_What is asked:_ Copy out the whole listing exactly as written, leaving the pictures behind.

Point annotations for photos:
################
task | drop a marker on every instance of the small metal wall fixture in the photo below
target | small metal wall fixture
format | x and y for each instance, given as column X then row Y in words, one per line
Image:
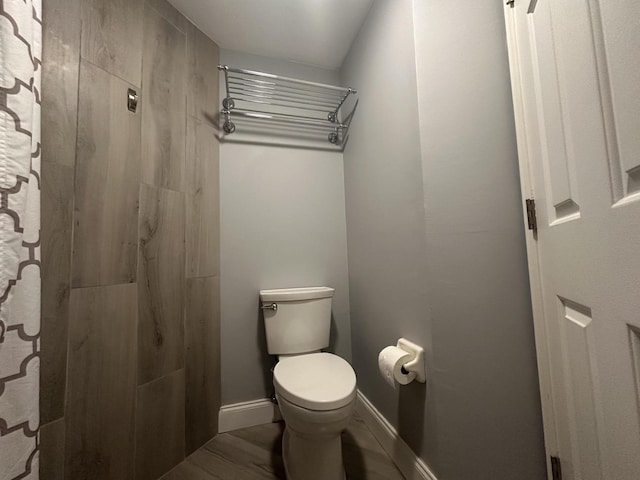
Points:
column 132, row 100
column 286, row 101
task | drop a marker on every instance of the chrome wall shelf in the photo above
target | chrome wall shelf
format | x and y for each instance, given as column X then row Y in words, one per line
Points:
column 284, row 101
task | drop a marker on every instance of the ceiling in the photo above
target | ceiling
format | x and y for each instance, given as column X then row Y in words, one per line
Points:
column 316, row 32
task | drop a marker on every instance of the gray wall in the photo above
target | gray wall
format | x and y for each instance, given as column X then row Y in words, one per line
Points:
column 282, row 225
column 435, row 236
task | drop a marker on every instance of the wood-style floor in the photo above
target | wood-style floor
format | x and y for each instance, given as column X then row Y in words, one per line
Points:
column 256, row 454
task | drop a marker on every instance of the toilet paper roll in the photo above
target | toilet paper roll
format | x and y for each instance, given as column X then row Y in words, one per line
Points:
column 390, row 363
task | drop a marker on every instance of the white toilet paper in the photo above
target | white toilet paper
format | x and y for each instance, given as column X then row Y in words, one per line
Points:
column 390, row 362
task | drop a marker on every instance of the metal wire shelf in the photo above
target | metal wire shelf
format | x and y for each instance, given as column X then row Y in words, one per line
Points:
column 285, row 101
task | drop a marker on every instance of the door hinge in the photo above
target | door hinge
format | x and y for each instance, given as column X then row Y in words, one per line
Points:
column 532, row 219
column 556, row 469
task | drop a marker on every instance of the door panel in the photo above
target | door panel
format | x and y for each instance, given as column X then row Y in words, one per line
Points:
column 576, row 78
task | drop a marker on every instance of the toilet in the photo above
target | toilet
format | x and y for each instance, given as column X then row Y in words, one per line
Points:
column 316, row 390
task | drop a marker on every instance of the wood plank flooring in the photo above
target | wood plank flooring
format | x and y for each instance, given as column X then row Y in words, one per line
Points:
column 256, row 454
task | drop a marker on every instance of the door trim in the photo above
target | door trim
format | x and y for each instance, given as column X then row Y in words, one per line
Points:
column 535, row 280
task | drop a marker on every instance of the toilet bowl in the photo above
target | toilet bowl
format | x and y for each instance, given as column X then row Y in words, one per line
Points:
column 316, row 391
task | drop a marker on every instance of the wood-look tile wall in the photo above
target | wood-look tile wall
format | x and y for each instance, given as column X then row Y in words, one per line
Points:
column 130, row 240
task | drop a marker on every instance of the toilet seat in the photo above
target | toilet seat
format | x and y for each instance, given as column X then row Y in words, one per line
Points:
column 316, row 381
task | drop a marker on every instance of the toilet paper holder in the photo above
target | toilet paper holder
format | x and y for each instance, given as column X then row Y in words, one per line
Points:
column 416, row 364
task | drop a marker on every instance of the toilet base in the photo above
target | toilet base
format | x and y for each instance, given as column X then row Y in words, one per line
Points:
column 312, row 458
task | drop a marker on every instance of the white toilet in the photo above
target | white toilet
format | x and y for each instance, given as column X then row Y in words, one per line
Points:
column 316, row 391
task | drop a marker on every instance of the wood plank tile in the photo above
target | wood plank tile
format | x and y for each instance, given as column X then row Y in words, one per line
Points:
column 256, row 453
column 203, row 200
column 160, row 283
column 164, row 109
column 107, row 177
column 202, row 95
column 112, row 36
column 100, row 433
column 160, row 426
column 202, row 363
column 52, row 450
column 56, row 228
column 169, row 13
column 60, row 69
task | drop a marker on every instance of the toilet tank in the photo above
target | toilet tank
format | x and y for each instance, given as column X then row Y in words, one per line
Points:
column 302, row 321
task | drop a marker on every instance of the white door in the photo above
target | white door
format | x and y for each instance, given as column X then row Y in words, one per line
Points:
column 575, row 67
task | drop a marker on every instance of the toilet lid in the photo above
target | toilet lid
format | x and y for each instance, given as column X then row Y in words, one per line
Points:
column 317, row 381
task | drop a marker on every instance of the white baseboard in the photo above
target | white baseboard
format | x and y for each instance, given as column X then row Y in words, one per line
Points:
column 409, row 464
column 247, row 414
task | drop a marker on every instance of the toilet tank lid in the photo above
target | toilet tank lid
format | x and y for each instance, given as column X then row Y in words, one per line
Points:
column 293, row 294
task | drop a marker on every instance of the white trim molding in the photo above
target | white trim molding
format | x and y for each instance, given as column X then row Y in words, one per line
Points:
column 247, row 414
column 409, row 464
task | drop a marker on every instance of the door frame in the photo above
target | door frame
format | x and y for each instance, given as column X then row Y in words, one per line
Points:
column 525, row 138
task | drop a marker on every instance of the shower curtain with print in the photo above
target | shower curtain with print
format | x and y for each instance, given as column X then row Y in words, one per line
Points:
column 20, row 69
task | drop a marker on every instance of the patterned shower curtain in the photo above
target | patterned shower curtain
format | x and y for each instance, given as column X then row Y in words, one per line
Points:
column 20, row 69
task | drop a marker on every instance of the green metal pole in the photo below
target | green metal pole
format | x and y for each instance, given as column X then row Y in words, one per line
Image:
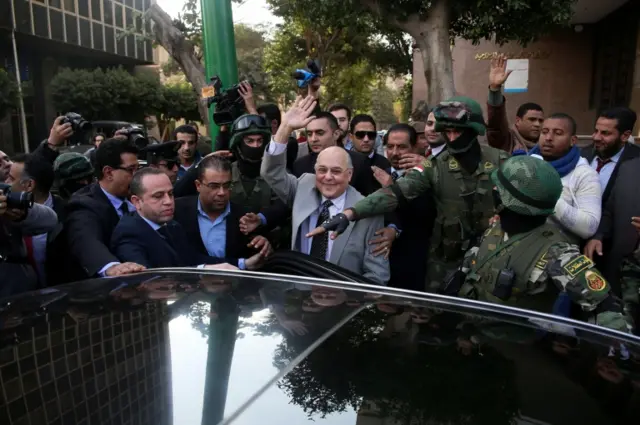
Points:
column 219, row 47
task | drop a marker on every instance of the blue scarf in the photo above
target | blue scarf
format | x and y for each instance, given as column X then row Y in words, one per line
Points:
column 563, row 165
################
_Solution to this exercise:_
task | drop a marker on every instance of the small metal wall fixture in the photo below
target | small metal wall fixture
format | x and y for each instance, given as column X then row Y in words, one per line
Image:
Points:
column 132, row 100
column 286, row 101
task | drop a marker on every instance of the chrome wall shelf in the photo above
target | chrome wall shelf
format | x and y for each instance, given as column X then row Y in words, one per line
Points:
column 284, row 101
task | drop a marker on every instance of the ceiling in the photo above
target | ceiling
format | x and y for each instance, given as column X then row Y in words, one per line
Points:
column 316, row 32
task | drop a marker on every instance of the gray wall in the photo above
target | gray wall
format | x and y for each instance, given as column X then row Y in words, one per line
Points:
column 282, row 225
column 435, row 236
task | drop a marker on every instance of the wood-style floor in the photo above
target | wood-style floor
format | x and y for each instance, given as column X then row Y in words, one per line
Points:
column 256, row 454
task | drop a marker on every instance of the toilet paper roll in the photo above
target | toilet paper roll
format | x and y for each instance, given as column X then row Y in words, one per line
Points:
column 390, row 363
task | drop a marker on every instance of the white toilet paper in the photo above
target | white toilet paper
format | x and y for each instance, given as column X then row Y in words, one per line
Points:
column 390, row 362
task | drop a marker on every instance of the metal wire shelf in the photo above
target | metal wire shelf
format | x and y for each instance, given as column X then row Y in words, one per line
Points:
column 285, row 101
task | drop a marker on every instance of the door hinge in the photo above
target | door hinge
format | x and y for each instance, given as column X then row Y in words, one per line
Points:
column 532, row 219
column 556, row 469
task | drop a marker on every instance of the door panel in the photo above
target | door panel
format | x and y for each instance, given as column X then row Y in words, one per line
Points:
column 576, row 78
task | drop a marker on every instance of the toilet in the photo above
target | toilet
format | x and y for each instance, given as column X then row Y in words, one per line
Points:
column 316, row 390
task | drop a marker on every instance of the wood plank flooring in the photo above
target | wood plank flooring
format | x and y for each instance, given as column X then row Y in words, one per line
Points:
column 256, row 454
task | drop a marker on every instance of the door trim in the photo above
target | door trim
format | x and y for each instance, given as column X then row Y in words, one per line
Points:
column 535, row 280
task | drop a marker on every instance of the toilet bowl in the photo above
target | toilet bowl
format | x and y for each instance, given as column X then row Y in words, one per line
Points:
column 316, row 391
task | drop a marker on every instance of the wood-look tile wall in the photo above
target | wood-look tile wall
format | x and y for each instance, given as column X then row Y in words, one per line
Points:
column 130, row 240
task | drop a marker on every instance of the toilet seat in the photo above
target | toilet seat
format | x and y for each instance, given as column X then row Y in words, one per line
Points:
column 316, row 381
task | drop a marker on every instance of the toilet paper holder in the photo above
target | toilet paper holder
format | x and y for each instance, given as column X then row Y in words, one per line
Points:
column 416, row 364
task | drop a marker on every instance of the toilet base in the photo above
target | toilet base
format | x and y for each instance, given as column X then row Y in words, one per line
Points:
column 312, row 458
task | drop a marker on every instance of the white toilet in the photo above
target | white toilet
format | x and y for each instance, given as column X then row Y in words, one per line
Points:
column 316, row 391
task | drop a marker on every instance of the wood plank tile in the photo above
target | wood plank tile
format | x and y for each instance, given as column X then row Y in words, one per line
Points:
column 256, row 453
column 203, row 200
column 160, row 283
column 164, row 109
column 107, row 177
column 202, row 95
column 112, row 36
column 100, row 433
column 160, row 426
column 202, row 363
column 52, row 450
column 56, row 228
column 169, row 13
column 60, row 69
task | drop a marker on every instance of the toilet tank in the photo above
target | toilet tank
format | x and y for each instance, given as column X then row Y in words, one per line
Points:
column 302, row 321
task | drop a marker on every instance of the white door in the photo above
target | white door
format | x and y for each instance, given as column X then row Y in words, one per line
Points:
column 575, row 67
task | drop a marker on every instance of the toilet lid in the photo above
target | toilet lid
format | x and y for each instance, given as column X then row Y in words, one per line
Points:
column 317, row 381
task | drop a marker on every instance of the white baseboard in the photo above
target | white baseboard
format | x and y for each instance, given as column X then row Y in words, one per line
Points:
column 409, row 464
column 247, row 414
task | drop a marker on every instance of the toilet tank lid in the photo above
target | toilet tank lid
format | x and y for each instance, given as column X then row Y in words, one per line
Points:
column 293, row 294
task | drop a marker on every instance of the white trim molding in the photo above
target | white trim molding
format | x and y for each instance, given as column X then row Y in words, one per line
Points:
column 247, row 414
column 409, row 464
task | drop a marker on every instance of the door frame in the photo above
target | door frame
format | x and y for each instance, given as column X then row Y in words, one per line
Points:
column 525, row 138
task | drop a marker on every instance of the shower curtain with print in the photo above
target | shower curtain with print
format | x and y for each instance, given as column X then row Y in words, one per line
Points:
column 20, row 69
task | drop a marker on every instance of the patterned shower curtain in the photo above
target | patterned shower curtain
format | x and y for each instance, given as column X then row Y in words, one per line
Points:
column 20, row 69
task | drop a marker on every instance of the green metal pole in the photo below
target | green metal pole
format | x and y for each instance, given as column X then row Y in words, one per line
Image:
Points:
column 219, row 47
task | drop a marker on every instance of the blue scarf in the photo above
target | blue scarf
format | x and y for each instance, given as column X then row Y in words, one per line
Points:
column 563, row 165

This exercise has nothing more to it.